## QUOTED TEXT:
•••••
For example, you just bought a pair of boots for winter, and want to add a design to the shaft – OK, fine. But don’t test your design on a piece of cotton with tearaway stabilizer and a ballpoint needle. Does your boot have an integrated sock? Is it a vinyl boot with a fabric backing, or canvas backing? Is it microsuede; is it a knit microsuede? You’ll need to get a piece of leather, vinyl or other fabric in a similar weight and backing to the boot, and you’ll need a leather or microtex needle depending on the material. Your stabilizer will depend on the density of the design and whether you’re leaving it in place or removing it from the project.

Now, does your boot have a zipper to open up the shaft? If not, you’ll need to sew your practice material into a tube of similar diameter to the boot, to make sure you can load it onto your machine. Now hit start – did the stitch-out go as you planned? Probably not, but that’s why we’re doing a sample….

Is this an extreme example? Yes, but I want you to understand that taking a bit of time now will save you even more time later. As Major Freedman replied to Colonel Flagg’s suggestion that he do himself a favor, “who deserves one better?”
•••••
Region annotation entries
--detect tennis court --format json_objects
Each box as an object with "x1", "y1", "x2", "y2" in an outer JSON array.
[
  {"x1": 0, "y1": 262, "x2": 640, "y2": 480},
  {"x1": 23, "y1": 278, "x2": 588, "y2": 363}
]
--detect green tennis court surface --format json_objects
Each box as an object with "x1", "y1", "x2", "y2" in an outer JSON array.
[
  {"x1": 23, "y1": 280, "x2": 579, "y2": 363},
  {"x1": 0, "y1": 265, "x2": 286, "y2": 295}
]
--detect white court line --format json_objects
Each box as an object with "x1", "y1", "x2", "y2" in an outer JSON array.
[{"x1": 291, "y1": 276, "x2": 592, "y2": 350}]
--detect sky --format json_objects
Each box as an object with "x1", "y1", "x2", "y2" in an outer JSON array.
•••••
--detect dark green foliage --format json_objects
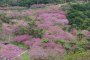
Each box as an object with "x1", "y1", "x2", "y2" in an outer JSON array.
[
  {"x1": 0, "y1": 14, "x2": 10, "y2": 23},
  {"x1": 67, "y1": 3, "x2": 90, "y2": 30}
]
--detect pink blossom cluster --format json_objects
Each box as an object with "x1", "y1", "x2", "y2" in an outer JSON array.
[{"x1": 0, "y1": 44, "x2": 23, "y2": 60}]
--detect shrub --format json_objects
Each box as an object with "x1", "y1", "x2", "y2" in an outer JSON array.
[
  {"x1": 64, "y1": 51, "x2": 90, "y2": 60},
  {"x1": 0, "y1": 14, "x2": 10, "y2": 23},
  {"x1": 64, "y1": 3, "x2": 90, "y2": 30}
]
•••••
## WHAT YOU NEED TO DO:
1. From the text on embroidering boots, copy everything from "For example, you" down to "from the project." word for word.
2. Find each line in the rows that contains the string "court" and copy those lines out.

## EXPECTED RESPONSES:
1.
For example, you just bought a pair of boots for winter, and want to add a design to the shaft – OK, fine. But don’t test your design on a piece of cotton with tearaway stabilizer and a ballpoint needle. Does your boot have an integrated sock? Is it a vinyl boot with a fabric backing, or canvas backing? Is it microsuede; is it a knit microsuede? You’ll need to get a piece of leather, vinyl or other fabric in a similar weight and backing to the boot, and you’ll need a leather or microtex needle depending on the material. Your stabilizer will depend on the density of the design and whether you’re leaving it in place or removing it from the project.

2.
--detect tennis court --format json_objects
--detect green tennis court surface --format json_objects
--detect white court line --format json_objects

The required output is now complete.